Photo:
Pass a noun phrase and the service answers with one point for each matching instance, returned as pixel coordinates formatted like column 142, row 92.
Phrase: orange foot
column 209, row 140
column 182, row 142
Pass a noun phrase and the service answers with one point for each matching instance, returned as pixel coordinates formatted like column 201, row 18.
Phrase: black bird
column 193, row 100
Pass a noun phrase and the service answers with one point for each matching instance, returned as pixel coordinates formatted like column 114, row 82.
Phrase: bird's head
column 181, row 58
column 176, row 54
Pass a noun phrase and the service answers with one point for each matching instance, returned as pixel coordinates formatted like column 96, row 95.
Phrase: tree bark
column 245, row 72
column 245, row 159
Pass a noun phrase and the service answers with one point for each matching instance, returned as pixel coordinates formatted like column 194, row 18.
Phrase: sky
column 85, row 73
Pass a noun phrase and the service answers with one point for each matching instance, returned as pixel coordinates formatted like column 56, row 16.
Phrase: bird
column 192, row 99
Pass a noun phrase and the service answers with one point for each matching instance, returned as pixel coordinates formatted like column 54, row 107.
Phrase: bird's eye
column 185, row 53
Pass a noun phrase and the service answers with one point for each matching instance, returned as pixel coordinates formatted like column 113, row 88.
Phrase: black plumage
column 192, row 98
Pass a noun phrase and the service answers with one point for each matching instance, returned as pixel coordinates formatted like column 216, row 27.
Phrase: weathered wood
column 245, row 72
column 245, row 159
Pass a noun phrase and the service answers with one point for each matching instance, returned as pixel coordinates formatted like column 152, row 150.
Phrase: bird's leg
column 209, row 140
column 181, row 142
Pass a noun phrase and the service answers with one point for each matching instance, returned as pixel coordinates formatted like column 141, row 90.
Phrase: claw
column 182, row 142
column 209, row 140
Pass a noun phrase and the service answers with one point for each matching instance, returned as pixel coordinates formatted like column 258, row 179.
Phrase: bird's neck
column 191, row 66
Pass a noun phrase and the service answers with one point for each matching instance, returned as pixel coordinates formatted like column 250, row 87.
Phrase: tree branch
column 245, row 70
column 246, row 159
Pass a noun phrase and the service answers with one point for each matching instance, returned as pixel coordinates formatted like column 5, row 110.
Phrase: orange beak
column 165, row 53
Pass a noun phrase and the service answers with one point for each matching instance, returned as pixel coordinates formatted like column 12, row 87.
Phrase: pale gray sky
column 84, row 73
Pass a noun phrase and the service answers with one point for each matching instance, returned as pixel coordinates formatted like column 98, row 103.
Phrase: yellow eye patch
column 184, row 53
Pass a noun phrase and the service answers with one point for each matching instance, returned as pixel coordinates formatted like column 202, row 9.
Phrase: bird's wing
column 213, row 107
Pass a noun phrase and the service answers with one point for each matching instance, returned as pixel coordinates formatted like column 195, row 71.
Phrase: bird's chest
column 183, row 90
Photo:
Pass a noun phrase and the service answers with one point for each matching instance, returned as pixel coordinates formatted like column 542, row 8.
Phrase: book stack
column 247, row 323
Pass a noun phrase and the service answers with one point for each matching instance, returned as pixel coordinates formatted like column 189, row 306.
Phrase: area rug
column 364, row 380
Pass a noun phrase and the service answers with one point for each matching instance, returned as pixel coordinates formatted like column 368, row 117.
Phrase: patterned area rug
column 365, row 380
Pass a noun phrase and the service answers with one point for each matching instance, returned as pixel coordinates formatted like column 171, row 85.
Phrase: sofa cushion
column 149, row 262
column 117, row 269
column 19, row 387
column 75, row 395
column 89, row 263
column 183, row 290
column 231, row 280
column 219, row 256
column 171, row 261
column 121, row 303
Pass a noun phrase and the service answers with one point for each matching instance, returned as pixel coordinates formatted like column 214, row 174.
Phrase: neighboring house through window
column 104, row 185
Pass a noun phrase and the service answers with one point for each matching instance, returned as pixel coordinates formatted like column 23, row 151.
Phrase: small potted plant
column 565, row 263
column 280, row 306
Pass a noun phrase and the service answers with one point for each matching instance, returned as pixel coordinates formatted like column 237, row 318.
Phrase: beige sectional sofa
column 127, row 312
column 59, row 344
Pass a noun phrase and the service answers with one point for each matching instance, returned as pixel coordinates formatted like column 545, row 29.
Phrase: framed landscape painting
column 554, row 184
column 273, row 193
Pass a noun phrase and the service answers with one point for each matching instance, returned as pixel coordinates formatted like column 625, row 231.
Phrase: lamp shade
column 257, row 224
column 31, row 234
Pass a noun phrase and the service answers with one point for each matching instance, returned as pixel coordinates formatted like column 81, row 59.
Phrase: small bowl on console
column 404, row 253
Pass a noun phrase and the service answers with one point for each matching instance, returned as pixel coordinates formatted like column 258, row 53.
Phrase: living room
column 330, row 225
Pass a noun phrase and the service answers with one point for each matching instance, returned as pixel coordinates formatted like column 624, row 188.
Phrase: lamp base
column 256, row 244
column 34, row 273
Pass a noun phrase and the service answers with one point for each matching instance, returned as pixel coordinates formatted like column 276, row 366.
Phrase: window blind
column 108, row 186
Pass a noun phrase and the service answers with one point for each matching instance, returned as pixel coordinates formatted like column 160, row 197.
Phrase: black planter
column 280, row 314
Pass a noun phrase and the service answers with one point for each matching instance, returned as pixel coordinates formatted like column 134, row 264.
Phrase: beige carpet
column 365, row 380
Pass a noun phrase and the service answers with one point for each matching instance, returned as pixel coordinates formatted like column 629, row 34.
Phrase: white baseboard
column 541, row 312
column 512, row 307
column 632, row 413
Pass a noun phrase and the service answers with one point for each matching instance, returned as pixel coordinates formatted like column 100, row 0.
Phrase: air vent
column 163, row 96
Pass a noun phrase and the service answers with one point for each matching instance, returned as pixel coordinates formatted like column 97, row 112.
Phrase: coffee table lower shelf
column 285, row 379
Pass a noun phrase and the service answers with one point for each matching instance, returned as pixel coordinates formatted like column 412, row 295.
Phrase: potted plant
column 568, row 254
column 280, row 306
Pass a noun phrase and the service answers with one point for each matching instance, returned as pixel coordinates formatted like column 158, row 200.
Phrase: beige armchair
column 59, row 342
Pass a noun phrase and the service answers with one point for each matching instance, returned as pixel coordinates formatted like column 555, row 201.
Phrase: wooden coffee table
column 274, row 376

* _WHAT THE TASK ASKS_
Please copy every row above word for word, in the same order.

* _ANSWER TO THIS PROBLEM_
Photo:
Pass a noun phrase and the service answers with one point for each matching instance, returned as pixel coordinates formatted like column 142, row 92.
Phrase: orange foot
column 209, row 140
column 182, row 142
Pass a noun phrase and the service answers with one point for each matching instance, returned as pixel coordinates formatted like column 201, row 18.
Phrase: black bird
column 193, row 100
Pass a noun phrase and the service answers with one point for each matching instance, returned as pixel coordinates formatted like column 114, row 82.
Phrase: bird's head
column 181, row 58
column 176, row 54
Pass a noun phrase and the service answers with one point for each matching instance, returned as pixel coordinates formatted like column 96, row 95.
Phrase: tree bark
column 245, row 72
column 245, row 159
Pass a noun phrase and the service answers with one point for each matching instance, returned as pixel coordinates formatted like column 194, row 18.
Phrase: sky
column 85, row 73
Pass a noun phrase and the service answers with one point for each matching instance, returned as pixel coordinates formatted like column 56, row 16.
Phrase: bird
column 192, row 99
Pass a noun phrase and the service answers with one point for each matching instance, returned as pixel coordinates formatted like column 54, row 107.
Phrase: bird's eye
column 185, row 53
Pass a noun phrase and the service answers with one point for each matching instance, returned as pixel coordinates formatted like column 113, row 88.
Phrase: black plumage
column 192, row 98
Pass a noun phrase and the service answers with one point for each matching instance, returned as pixel coordinates formatted like column 216, row 27.
Phrase: weathered wood
column 245, row 72
column 245, row 159
Pass a noun phrase and the service answers with one point for each matching instance, returned as pixel coordinates formatted like column 152, row 150.
Phrase: bird's leg
column 209, row 140
column 181, row 142
Pass a noun phrase and the service answers with one point for each matching instance, returned as pixel coordinates formatted like column 141, row 90.
Phrase: claw
column 182, row 142
column 209, row 140
Pass a noun phrase and the service answers with one point for each matching instance, returned as pixel coordinates formatted like column 258, row 179.
Phrase: bird's neck
column 191, row 66
Pass a noun phrase and the service answers with one point for each matching instance, returned as pixel coordinates formatted like column 250, row 87.
Phrase: tree branch
column 245, row 70
column 246, row 159
Pass a noun phrase and the service answers with one point for each matching instance, returned as pixel coordinates formatted like column 5, row 110.
Phrase: orange beak
column 165, row 53
Pass a noun phrase and the service answers with one point for each matching instance, returned as pixel coordinates formatted like column 12, row 87.
Phrase: pale gray sky
column 84, row 73
Pass a noun phrase and the service answers with one point for each matching instance, returned as pixel coordinates formatted like column 98, row 103.
Phrase: yellow eye patch
column 184, row 53
Pass a noun phrase and the service answers with one point for each matching instance, returned as pixel coordinates formatted like column 202, row 9.
Phrase: bird's wing
column 213, row 107
Pass a noun phrase and the service answers with one point for each matching instance, returned as pixel coordinates formatted like column 195, row 71.
Phrase: bird's chest
column 183, row 90
Photo:
Pass a noun phrase and the service answers with one point for each matching instance, returned as pixel coordinates formatted like column 542, row 8.
Phrase: book stack
column 247, row 323
Pass a noun phrase and the service answers with one point for each matching instance, returned as pixel coordinates formatted like column 189, row 306.
Phrase: area rug
column 364, row 380
Pass a noun phrase and the service answers with one point for each matching instance, returned as pixel coordinates formatted like column 368, row 117.
Phrase: patterned area rug
column 365, row 380
Pass a noun phrase and the service answers with one point for each matching instance, returned as pixel coordinates formatted like column 171, row 85.
Phrase: sofa cushion
column 149, row 262
column 117, row 269
column 19, row 387
column 75, row 395
column 89, row 263
column 183, row 290
column 231, row 280
column 219, row 256
column 171, row 261
column 121, row 303
Pass a noun phrase and the service answers with one point for each matching instance, returned as pixel coordinates formatted like column 214, row 174.
Phrase: neighboring house through window
column 104, row 185
Pass a noun phrase and the service answers with one point for each matching instance, returned as pixel coordinates formatted like column 23, row 151.
Phrase: small potted plant
column 565, row 263
column 280, row 306
Pass a noun phrase and the service answers with one point for each matching instance, returned as pixel coordinates formatted like column 237, row 318.
Phrase: beige sectional sofa
column 127, row 312
column 59, row 344
Pass a noun phrase and the service answers with one point for each matching instance, returned as pixel coordinates formatted like column 545, row 29.
Phrase: framed landscape painting
column 554, row 184
column 273, row 193
Pass a noun phrase and the service answers with one point for each matching instance, returned as pixel coordinates formatted like column 625, row 231.
Phrase: lamp shade
column 257, row 224
column 31, row 234
Pass a noun phrase and the service answers with one point for each matching instance, returned as pixel coordinates formatted like column 81, row 59.
Phrase: small bowl on console
column 404, row 253
Pass a noun phrase and the service answers with one point for each matching instance, returned as pixel coordinates formatted like column 258, row 53.
Phrase: living room
column 330, row 225
Pass a noun phrase and the service answers with one point for each matching instance, returned as pixel coordinates formatted like column 624, row 188.
Phrase: lamp base
column 256, row 244
column 34, row 273
Pass a noun phrase and the service answers with one point for each matching instance, returned as pixel coordinates formatted like column 276, row 366.
Phrase: window blind
column 108, row 186
Pass a noun phrase and the service answers with one point for each matching instance, returned as pixel coordinates formatted like column 160, row 197.
Phrase: black planter
column 280, row 314
Pass a noun phrase and the service answers with one point for each matching instance, returned as pixel coordinates formatted like column 134, row 264.
Phrase: beige carpet
column 365, row 380
Pass a noun phrase and the service answers with one point for each matching instance, returned as pixel coordinates formatted like column 629, row 34.
Phrase: white baseboard
column 541, row 312
column 512, row 307
column 632, row 413
Pass a noun phrase and the service answers with one point for each matching instance, returned as pixel coordinates formatted like column 100, row 0.
Phrase: air vent
column 163, row 96
Pass a noun phrase and the service answers with one point for each matching instance, returned as pixel coordinates formatted like column 97, row 112.
Phrase: coffee table lower shelf
column 285, row 379
Pass a noun phrase and the service answers with one point for each matching instance, returned as pixel coordinates formatted like column 412, row 295.
Phrase: potted plant
column 568, row 254
column 280, row 306
Pass a noun phrase and the service answers with one point for each matching instance, returned as pixel coordinates formatted like column 158, row 200.
Phrase: beige armchair
column 59, row 342
Pass a noun phrase and the service answers with one point for each matching instance, returned as pixel coordinates formatted like column 555, row 201.
Phrase: wooden coffee table
column 274, row 376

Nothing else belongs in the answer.